Testo estratto
● ● ● ● ● ● ●
2. UBER e Levandowski
Per prima cosa, Alsup ha rigettato la richiesta di UBER di risolvere la controversia ricorrendo all'arbitrato.
In caso di presunti illeciti legati ad argomenti particolarmente tecnici, è piuttosto comune ricorrere a una commissione di arbitri privati. In questo caso, però, la richiesta di UBER avrebbe avuto l'immediato effetto di secretare la vicenda sino all'esito finale, poiché non avrebbe avuto luogo un pubblico processo.
A complicare ulteriormente la posizione di UBER, la scelta di Levandowsky di non testimoniare, avvalendosi del diritto costituzionale di non auto-incriminarsi. Per questa sua scelta rischia il licenziamento, come esplicitato dal Consigliere Generale Salle Yoo.
La linea difensiva adottata dalla compagnia di trasporti è dunque quella di non negare che Levandowsky abbia trafugato informazioni sensibili, ma di sostenere che queste non siano mai giunte a UBER in nessuna forma.
3. I primi esiti della battaglia legale: la mezza vittoria di UBER
L'altra evoluzione della vicenda concerne il provvedimento del giudice Alsup che, in attesa di ulteriori sviluppi, regala una mezza vittoria ad entrambe le parti.
UBER non dovrà interrompere i suoi studi sui sistemi di guida driverless, ma Levendowsky è interdetto dal prendervi parte fino alla chiusura del processo. La società è soddisfatta di poter "continuare a costruire e utilizzando tutta la sua tecnologia".
Per ora, non c'è nulla di certo sull'evolversi dell'accusa di furto e sulla possibilità di un'indagine penale separata. Il giudice Alsup ha tuttavia dichiatato che non vi siano dubbi che Levandowsky abbia tradito il patto di fiducia con Waymo e che UBER avrebbe quantomeno dovuto sapere che l'ingegnere era in possesso di file trafugati.
● ● ● ● ● ● ●
Cosa farai
#1 Nel testo sul caso UBER e Levandowski, elenca tutte le decisioni e le dichiarazioni attribuite al giudice Alsup.
#2 Prosegui il testo sul caso UBER e Levandowski a partire dalla frase con cui si interrompe.

Dati forniti
● ● ● ● ● ● ●
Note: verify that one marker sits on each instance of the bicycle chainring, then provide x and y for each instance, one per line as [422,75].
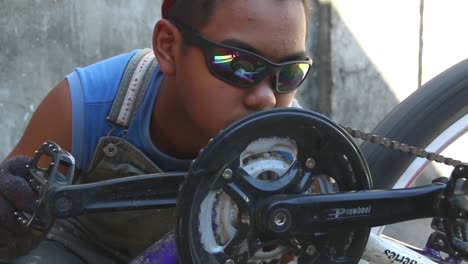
● ● ● ● ● ● ●
Risposte finali
#1
- Ha rigettato la richiesta di UBER di risolvere la controversia ricorrendo all'arbitrato.
- Ha stabilito che UBER non dovrà interrompere i suoi studi sui sistemi di guida driverless.
- Ha interdetto all'ingegnere di prendere parte a tali studi fino alla chiusura del processo.
- Ha dichiarato che non vi sono dubbi che l'ingegnere abbia tradito il patto di fiducia con Waymo.
- Ha dichiarato che UBER avrebbe quantomeno dovuto sapere che l'ingegnere era in possesso di file trafugati.

#2
Inoltre, al di là delle somiglianze tra i sistemi LiDAR adottati dalle due società, un altro fatto alimenta i sospetti delle autorità: UBER non avrebbe a richiesto a Levandowski di firmare un documento che garantisse il non utilizzo di proprietà intellettuali inerenti il vecchio lavoro, come avvenuto all'assunzione di altri altri ex dipendenti di Alphabet/Google.
4. Le alleanze strategiche e tecnologiche sulle self-driving car
Oltre alle questioni legali, UBER deve affrontare quelle legate alla doppia natura del suo business: il noleggio e le tecnologie driverless.
L'anno scorso, il CEO Travis Kalanick ha proposto un'alleanza strategica a Tesla, ricevendo da Elon Musk un rifiuto e un consiglio: limitare i propri interessi al solo ride hailing. Poco tempo dopo, è stato annunciato il Tesla Network, un programma per le auto a guida autonoma.
Al contrario, una recente intesa è stata raggiunta tra Waymo e Lyft, servizio di trasporto relativo ai taxi diretto concorrente di UBER negli Stati Uniti. Non sono ancora noti i dettagli, ma le due aziende collaboreranno per integrare la tecnologia di uno con la rete di trasporti dell'altro, contribuendo alla diffusione delle driverless car.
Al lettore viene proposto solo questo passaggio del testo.